==== Data provided

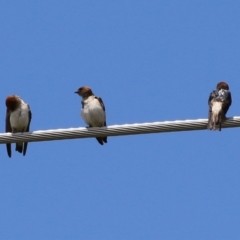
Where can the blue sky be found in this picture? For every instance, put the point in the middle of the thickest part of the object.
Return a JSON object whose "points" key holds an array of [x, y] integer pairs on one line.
{"points": [[149, 61]]}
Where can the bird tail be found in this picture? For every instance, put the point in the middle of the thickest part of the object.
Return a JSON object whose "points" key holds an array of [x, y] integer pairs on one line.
{"points": [[101, 140], [216, 116], [19, 147]]}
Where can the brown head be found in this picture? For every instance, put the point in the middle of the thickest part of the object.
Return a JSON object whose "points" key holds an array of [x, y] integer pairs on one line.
{"points": [[12, 102], [84, 91], [222, 85]]}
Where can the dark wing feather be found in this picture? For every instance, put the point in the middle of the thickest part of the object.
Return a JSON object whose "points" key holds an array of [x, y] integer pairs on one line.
{"points": [[8, 128], [27, 130]]}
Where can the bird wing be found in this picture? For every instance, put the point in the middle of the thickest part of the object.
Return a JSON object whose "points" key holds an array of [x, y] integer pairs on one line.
{"points": [[8, 128], [27, 130]]}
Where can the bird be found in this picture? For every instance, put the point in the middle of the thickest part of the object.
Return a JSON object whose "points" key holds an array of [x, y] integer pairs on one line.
{"points": [[18, 118], [219, 102], [93, 110]]}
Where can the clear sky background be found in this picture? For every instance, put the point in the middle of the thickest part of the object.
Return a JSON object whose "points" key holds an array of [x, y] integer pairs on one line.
{"points": [[149, 61]]}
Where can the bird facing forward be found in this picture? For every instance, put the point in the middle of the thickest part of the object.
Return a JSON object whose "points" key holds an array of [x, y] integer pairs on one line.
{"points": [[93, 110], [219, 102], [18, 118]]}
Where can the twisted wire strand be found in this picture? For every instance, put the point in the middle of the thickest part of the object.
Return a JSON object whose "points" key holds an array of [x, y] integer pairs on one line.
{"points": [[114, 130]]}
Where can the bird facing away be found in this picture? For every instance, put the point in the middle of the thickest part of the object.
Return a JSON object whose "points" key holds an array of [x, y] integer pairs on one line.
{"points": [[18, 118], [93, 110], [219, 102]]}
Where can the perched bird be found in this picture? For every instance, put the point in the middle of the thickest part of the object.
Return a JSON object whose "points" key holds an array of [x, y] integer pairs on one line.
{"points": [[93, 110], [219, 102], [18, 118]]}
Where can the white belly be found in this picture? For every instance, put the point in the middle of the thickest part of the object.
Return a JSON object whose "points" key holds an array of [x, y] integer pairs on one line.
{"points": [[19, 120], [93, 115], [216, 107]]}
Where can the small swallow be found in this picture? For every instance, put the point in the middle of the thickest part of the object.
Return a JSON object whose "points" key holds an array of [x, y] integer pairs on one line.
{"points": [[18, 118], [93, 110], [219, 102]]}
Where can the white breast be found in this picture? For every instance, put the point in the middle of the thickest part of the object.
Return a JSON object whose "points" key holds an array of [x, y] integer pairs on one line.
{"points": [[19, 119], [93, 113], [216, 107]]}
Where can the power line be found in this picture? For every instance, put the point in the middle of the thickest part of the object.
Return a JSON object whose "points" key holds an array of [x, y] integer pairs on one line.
{"points": [[114, 130]]}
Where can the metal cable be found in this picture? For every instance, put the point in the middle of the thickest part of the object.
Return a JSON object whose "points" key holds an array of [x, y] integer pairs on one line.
{"points": [[113, 130]]}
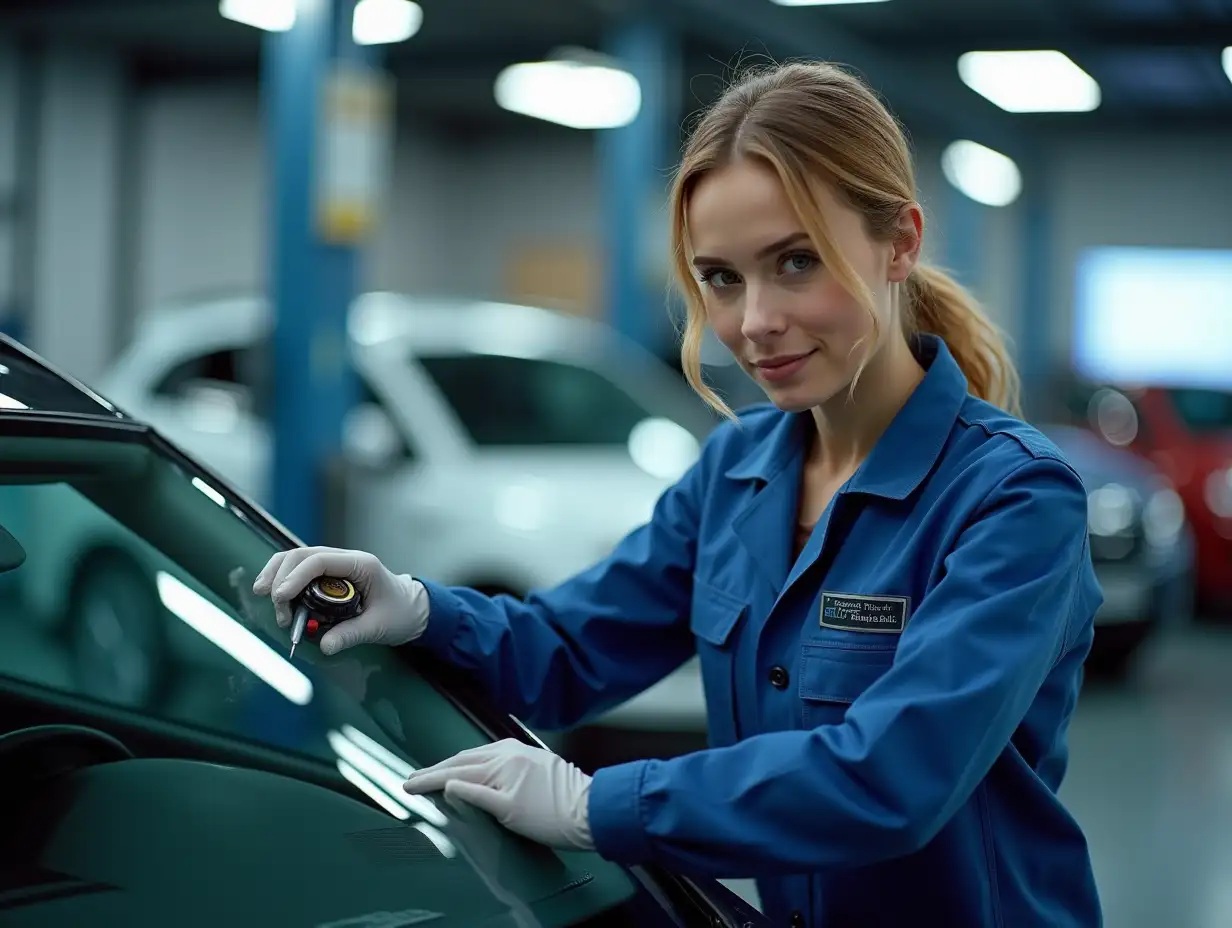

========

What this task involves ▸ Copy out every line of the entries above that contains the word "wing".

Final result ▸
Where can the dark wing feather be found in this picture? For every instance, put the point in the middle of the thickest part of the object.
Where can the bird wing be found in this picture? For every instance, put the point in the middle of the thickest part of the object.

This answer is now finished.